→ Given task
Write out exactly the lines below that run from the line containing "Objective: one point per instance of the chimney" through the last line of the records.
/---
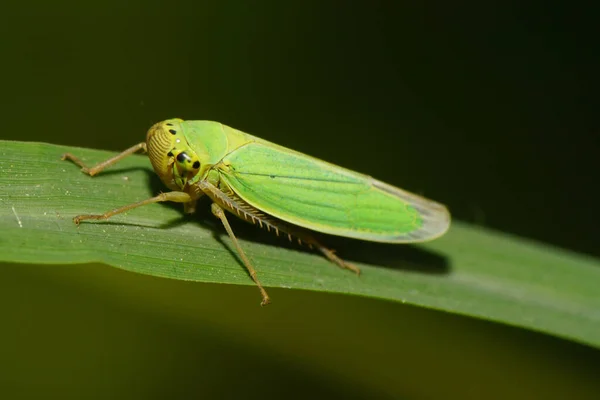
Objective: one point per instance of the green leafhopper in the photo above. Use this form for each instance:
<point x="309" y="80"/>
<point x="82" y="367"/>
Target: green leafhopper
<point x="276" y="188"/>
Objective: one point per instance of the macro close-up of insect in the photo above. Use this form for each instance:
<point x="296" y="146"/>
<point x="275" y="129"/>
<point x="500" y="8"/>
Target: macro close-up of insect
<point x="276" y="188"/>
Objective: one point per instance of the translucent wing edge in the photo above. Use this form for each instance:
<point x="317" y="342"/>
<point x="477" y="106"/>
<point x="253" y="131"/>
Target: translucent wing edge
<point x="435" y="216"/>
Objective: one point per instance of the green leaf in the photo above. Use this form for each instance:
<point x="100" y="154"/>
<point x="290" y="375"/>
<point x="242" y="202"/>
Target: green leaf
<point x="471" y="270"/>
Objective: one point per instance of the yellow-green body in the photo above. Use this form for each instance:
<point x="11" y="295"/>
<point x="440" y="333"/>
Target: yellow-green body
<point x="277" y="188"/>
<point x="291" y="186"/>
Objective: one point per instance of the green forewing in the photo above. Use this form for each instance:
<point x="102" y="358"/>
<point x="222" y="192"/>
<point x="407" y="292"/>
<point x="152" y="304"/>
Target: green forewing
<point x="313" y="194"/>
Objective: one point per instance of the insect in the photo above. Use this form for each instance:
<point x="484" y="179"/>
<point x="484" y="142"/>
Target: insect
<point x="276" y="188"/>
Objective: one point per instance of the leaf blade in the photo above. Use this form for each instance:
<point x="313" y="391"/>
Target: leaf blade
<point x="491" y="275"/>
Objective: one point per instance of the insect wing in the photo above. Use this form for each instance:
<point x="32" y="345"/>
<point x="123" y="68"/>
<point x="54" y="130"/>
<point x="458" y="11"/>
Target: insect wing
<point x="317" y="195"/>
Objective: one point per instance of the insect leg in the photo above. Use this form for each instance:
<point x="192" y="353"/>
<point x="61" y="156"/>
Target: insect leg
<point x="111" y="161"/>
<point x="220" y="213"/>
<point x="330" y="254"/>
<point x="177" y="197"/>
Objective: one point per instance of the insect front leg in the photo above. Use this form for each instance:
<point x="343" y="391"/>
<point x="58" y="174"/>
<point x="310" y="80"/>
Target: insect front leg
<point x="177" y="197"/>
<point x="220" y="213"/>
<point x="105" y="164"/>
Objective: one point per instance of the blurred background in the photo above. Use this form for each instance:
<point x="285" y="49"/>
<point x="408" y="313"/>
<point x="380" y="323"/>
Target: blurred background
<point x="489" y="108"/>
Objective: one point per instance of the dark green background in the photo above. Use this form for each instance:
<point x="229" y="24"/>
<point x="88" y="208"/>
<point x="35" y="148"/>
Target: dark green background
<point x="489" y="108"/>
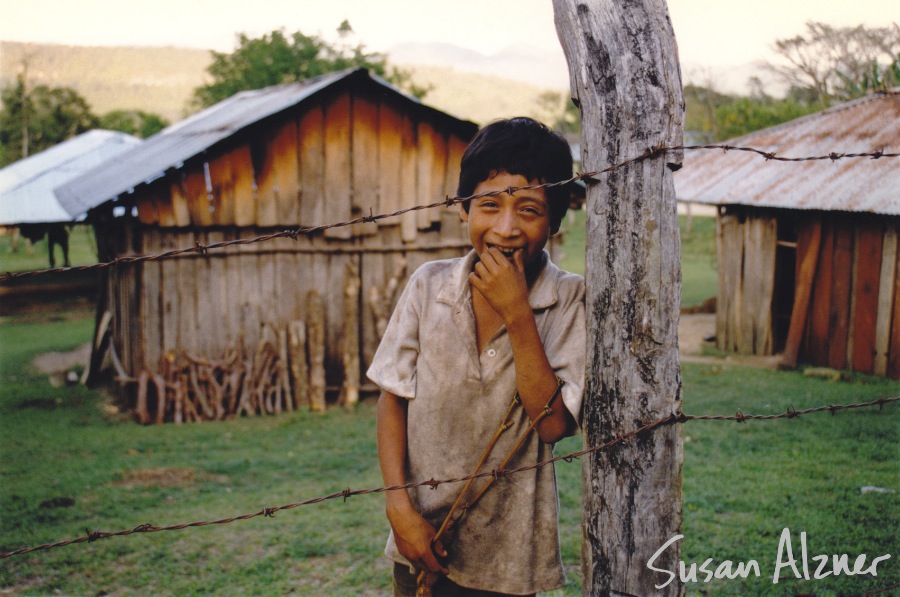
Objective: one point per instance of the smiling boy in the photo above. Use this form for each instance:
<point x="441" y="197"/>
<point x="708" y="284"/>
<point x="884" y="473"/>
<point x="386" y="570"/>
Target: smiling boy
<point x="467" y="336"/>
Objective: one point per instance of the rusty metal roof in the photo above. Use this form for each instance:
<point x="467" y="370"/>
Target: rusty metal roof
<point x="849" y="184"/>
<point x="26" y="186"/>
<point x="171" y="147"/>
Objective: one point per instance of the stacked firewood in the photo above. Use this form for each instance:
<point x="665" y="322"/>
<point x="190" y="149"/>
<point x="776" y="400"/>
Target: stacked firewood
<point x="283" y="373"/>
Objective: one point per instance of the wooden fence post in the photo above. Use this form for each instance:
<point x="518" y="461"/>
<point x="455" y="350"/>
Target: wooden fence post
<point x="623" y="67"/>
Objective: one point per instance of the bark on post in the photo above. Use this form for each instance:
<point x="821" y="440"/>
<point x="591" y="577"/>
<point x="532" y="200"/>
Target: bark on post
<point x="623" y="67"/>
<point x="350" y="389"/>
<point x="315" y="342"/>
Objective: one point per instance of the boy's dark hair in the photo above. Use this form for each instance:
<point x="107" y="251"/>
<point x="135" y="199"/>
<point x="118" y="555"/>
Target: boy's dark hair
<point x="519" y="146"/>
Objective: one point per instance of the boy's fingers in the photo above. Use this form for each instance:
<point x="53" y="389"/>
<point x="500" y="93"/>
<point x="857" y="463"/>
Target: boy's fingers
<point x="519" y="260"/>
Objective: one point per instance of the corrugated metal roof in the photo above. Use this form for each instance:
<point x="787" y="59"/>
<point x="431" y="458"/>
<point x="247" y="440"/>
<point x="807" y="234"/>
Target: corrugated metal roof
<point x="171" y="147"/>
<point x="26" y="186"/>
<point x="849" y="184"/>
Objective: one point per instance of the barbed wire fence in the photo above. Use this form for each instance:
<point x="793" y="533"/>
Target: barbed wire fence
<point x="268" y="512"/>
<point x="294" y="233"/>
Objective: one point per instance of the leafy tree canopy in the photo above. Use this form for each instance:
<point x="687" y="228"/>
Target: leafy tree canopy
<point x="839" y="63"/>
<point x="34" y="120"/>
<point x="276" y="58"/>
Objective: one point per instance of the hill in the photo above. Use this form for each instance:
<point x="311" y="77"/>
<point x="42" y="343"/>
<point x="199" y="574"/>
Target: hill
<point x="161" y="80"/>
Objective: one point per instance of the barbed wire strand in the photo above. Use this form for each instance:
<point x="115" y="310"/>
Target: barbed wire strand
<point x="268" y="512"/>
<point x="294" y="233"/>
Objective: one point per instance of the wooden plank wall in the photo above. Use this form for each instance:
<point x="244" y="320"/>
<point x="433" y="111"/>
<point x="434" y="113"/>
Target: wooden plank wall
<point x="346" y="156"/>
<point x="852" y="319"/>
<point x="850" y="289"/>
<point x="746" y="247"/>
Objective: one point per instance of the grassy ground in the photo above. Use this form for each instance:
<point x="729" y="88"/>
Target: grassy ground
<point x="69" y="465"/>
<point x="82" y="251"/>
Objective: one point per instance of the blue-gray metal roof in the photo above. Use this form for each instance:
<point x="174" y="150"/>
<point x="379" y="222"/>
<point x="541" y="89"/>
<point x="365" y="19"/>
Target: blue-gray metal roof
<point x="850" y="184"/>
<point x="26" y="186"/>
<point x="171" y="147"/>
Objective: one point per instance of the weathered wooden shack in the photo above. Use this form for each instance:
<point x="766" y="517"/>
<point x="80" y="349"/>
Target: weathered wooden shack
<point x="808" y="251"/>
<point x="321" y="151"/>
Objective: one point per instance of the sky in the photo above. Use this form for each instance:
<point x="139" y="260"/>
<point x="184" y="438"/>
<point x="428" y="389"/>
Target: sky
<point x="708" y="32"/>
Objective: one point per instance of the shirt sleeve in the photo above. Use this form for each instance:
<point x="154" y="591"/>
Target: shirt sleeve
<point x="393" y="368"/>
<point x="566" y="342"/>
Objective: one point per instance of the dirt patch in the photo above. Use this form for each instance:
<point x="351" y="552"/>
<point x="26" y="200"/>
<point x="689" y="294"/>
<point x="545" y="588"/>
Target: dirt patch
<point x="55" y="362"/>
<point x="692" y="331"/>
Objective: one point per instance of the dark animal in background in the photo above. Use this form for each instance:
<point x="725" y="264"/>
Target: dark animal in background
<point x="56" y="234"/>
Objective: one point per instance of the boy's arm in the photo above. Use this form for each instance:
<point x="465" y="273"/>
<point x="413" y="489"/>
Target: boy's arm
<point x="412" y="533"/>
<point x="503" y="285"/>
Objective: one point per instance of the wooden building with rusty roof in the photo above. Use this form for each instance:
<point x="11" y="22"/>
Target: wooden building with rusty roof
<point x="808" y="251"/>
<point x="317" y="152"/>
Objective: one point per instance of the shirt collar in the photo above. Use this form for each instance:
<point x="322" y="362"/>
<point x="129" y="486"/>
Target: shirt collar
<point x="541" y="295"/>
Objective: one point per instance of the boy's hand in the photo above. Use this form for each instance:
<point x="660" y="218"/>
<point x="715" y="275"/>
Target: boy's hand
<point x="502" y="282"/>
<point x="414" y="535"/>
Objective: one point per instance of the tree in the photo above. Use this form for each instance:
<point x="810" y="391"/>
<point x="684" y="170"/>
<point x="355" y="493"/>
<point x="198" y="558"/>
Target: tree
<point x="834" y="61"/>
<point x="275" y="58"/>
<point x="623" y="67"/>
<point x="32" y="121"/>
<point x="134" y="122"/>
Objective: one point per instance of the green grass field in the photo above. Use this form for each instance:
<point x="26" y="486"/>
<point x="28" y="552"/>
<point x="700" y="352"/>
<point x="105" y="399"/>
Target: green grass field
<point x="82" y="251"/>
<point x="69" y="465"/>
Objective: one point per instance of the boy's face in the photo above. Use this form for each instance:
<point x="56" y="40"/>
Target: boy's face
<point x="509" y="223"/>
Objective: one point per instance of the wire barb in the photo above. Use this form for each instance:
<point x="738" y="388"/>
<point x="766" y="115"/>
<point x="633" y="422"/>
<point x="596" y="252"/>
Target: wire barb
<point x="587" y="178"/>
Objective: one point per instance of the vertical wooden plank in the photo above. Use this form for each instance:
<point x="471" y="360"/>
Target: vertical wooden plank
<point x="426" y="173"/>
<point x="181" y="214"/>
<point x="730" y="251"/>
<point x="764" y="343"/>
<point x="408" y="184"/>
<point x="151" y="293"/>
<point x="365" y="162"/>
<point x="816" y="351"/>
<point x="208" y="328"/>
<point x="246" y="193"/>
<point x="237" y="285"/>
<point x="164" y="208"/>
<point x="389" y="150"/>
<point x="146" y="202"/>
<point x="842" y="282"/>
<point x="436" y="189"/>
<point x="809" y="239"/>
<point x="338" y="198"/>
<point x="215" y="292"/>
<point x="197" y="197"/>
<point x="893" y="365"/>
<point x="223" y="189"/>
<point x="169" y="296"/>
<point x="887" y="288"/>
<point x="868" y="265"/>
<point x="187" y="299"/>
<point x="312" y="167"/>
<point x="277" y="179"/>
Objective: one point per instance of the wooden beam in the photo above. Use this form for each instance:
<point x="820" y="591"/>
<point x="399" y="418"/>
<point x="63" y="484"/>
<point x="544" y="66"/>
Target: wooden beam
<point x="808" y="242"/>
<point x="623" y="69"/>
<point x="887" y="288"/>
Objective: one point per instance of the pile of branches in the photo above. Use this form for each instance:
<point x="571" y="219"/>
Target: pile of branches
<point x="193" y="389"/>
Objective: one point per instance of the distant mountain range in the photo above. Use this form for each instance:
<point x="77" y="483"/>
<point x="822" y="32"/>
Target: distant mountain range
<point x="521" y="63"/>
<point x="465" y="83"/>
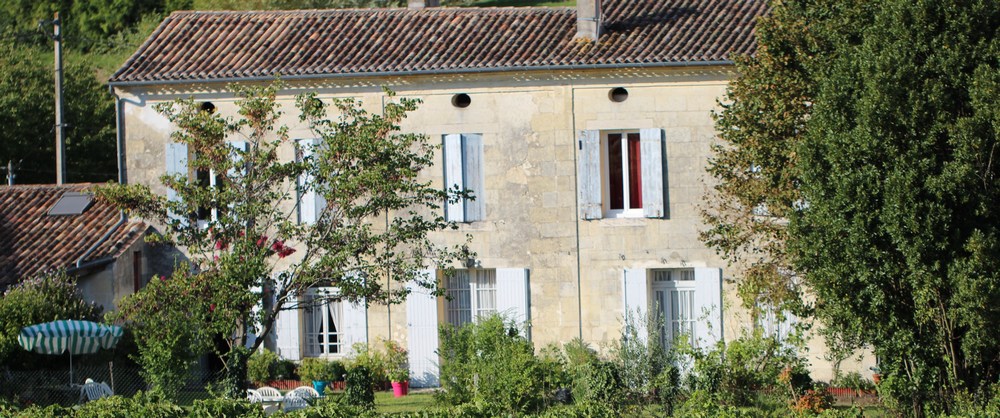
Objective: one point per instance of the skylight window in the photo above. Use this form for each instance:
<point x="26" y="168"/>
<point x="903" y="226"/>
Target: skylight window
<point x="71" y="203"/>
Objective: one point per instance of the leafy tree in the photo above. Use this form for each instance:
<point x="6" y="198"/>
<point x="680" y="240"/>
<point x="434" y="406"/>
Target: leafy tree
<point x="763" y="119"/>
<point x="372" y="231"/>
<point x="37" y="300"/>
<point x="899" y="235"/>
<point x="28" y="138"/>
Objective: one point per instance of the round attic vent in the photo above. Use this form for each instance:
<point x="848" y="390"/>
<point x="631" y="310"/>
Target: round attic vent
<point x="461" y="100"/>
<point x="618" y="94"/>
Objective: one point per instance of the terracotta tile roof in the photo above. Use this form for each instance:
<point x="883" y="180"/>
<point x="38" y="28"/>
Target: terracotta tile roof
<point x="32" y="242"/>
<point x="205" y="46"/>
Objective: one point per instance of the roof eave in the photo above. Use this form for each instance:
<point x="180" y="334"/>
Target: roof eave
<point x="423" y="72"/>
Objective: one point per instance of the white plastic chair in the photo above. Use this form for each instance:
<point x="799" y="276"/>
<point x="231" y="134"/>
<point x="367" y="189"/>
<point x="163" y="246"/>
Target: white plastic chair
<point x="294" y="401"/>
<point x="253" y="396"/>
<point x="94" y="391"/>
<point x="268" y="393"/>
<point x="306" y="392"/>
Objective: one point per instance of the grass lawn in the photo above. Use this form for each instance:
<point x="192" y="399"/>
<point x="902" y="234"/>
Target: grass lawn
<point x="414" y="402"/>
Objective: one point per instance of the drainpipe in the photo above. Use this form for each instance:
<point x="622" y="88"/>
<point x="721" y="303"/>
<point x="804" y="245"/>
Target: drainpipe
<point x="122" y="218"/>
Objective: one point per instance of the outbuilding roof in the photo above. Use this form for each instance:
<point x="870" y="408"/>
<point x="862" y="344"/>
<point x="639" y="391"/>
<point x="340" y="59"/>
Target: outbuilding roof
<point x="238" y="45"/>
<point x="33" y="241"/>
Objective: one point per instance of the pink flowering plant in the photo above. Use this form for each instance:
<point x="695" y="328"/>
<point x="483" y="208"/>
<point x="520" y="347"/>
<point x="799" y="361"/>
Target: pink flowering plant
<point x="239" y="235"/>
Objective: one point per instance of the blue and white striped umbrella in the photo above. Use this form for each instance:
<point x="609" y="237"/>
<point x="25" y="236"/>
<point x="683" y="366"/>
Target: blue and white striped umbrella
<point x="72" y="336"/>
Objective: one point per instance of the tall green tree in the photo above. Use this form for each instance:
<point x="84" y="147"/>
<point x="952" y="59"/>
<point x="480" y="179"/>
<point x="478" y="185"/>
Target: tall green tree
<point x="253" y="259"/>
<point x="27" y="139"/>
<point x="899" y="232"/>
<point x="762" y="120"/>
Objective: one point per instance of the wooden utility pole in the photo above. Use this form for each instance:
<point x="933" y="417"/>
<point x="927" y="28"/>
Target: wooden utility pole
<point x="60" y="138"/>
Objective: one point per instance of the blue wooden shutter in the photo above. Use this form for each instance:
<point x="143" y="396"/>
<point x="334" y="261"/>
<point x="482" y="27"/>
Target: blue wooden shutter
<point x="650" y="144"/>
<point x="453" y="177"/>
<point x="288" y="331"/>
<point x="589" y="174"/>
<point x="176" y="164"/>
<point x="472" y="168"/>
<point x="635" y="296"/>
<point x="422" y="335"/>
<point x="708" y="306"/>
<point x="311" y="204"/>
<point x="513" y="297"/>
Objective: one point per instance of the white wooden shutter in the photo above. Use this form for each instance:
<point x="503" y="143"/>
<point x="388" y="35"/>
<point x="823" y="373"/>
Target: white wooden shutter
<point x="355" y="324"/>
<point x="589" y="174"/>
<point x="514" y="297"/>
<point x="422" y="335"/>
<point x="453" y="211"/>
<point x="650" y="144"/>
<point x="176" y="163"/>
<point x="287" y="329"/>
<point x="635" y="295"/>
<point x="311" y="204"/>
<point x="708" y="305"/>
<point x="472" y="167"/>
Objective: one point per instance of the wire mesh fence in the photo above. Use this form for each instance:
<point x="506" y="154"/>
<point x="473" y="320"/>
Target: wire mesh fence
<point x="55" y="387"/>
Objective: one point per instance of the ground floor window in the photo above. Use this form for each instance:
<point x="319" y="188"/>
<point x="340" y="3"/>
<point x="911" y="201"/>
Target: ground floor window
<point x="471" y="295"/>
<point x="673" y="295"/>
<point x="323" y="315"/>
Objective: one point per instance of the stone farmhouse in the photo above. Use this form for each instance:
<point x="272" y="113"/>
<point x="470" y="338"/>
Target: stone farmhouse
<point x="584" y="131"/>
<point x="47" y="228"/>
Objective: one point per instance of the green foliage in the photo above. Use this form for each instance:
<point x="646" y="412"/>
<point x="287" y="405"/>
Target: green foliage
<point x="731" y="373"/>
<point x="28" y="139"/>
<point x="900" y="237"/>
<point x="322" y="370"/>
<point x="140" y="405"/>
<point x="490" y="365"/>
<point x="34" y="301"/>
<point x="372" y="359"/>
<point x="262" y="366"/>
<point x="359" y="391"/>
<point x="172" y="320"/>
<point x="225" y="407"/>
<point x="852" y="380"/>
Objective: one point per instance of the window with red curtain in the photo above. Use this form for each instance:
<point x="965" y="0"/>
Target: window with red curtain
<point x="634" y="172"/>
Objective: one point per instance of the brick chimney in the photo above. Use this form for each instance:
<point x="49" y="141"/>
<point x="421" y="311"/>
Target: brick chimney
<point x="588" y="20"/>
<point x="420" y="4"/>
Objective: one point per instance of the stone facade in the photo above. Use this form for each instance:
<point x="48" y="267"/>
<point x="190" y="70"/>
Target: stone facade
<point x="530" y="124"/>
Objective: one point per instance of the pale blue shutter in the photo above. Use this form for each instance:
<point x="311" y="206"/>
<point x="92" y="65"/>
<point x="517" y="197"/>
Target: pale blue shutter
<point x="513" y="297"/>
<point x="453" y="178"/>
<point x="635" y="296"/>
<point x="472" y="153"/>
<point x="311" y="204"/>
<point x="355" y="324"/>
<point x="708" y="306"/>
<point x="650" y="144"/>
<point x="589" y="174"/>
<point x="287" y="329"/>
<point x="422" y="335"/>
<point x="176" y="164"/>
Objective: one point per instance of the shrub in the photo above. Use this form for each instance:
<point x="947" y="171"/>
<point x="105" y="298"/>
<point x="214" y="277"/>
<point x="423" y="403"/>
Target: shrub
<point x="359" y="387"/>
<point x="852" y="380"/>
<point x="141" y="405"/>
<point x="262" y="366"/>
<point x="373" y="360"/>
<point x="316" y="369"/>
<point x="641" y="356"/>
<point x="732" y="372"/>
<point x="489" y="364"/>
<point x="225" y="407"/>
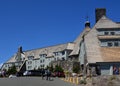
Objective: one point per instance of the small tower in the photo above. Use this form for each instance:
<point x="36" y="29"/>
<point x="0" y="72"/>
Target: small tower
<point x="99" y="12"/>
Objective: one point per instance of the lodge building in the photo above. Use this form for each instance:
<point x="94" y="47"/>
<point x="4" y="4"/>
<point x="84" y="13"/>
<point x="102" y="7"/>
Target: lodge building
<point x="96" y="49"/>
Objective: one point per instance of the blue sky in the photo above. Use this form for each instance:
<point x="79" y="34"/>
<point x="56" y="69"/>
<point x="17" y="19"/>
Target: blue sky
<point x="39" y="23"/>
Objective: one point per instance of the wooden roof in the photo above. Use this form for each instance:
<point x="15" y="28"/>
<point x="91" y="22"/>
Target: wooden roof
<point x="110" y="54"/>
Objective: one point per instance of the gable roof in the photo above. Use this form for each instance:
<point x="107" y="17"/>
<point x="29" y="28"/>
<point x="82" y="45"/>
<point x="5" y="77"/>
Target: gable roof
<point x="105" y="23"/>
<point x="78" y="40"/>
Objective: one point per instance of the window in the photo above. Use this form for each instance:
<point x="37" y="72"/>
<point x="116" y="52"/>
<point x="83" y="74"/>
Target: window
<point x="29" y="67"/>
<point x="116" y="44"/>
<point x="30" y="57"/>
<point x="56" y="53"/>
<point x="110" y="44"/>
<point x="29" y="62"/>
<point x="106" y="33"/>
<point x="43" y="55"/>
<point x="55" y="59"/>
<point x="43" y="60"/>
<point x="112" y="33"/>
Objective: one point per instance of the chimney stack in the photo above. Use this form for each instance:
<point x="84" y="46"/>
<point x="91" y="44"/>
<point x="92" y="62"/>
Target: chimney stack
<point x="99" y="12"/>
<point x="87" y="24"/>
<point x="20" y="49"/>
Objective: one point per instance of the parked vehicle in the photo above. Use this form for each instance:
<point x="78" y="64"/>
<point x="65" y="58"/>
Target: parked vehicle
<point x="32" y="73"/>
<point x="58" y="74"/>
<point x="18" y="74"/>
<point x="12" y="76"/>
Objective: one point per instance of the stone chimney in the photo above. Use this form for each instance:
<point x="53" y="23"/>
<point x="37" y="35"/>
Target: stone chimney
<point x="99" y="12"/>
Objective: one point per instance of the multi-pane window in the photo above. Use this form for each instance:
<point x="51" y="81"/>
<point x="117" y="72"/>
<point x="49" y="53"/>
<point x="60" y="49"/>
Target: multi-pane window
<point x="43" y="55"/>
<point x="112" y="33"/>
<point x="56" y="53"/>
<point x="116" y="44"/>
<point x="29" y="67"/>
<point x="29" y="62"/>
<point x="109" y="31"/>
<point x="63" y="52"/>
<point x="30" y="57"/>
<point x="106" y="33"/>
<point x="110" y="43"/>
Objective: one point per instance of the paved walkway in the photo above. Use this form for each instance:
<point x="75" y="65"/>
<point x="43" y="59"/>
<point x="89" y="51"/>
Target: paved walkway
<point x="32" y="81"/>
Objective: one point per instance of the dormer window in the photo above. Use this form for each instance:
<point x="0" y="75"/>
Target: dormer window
\---
→ Answer to the exercise
Objective: one point per instance of the chimney stack in the photo above. Use this form for each instance:
<point x="84" y="46"/>
<point x="91" y="44"/>
<point x="92" y="62"/>
Target: chimney stack
<point x="99" y="12"/>
<point x="87" y="24"/>
<point x="20" y="49"/>
Objective: one point per instance of the parked vehicle in the photo above. Use this form for each instance:
<point x="78" y="64"/>
<point x="65" y="58"/>
Target: parked vehicle
<point x="32" y="73"/>
<point x="58" y="74"/>
<point x="18" y="74"/>
<point x="12" y="76"/>
Objective: one point per instance of the stone chimney in the photo above. Use this form for each instance:
<point x="53" y="23"/>
<point x="37" y="35"/>
Target: stone chimney
<point x="99" y="12"/>
Objective: one point per instance of the multi-pane window in the photo above. Use this form for each instance:
<point x="51" y="81"/>
<point x="117" y="72"/>
<point x="49" y="53"/>
<point x="60" y="49"/>
Target: multi-pane window
<point x="43" y="55"/>
<point x="112" y="33"/>
<point x="56" y="53"/>
<point x="116" y="44"/>
<point x="29" y="67"/>
<point x="29" y="62"/>
<point x="109" y="31"/>
<point x="63" y="52"/>
<point x="30" y="57"/>
<point x="106" y="33"/>
<point x="110" y="43"/>
Objective: one point per instance of the paved walkway in the photo above. Use this form for each instance:
<point x="75" y="65"/>
<point x="43" y="59"/>
<point x="89" y="51"/>
Target: paved walkway
<point x="32" y="81"/>
Objective: one point per instance of the dormer window in the photo above. Use this form for each instance:
<point x="0" y="75"/>
Target: dormer window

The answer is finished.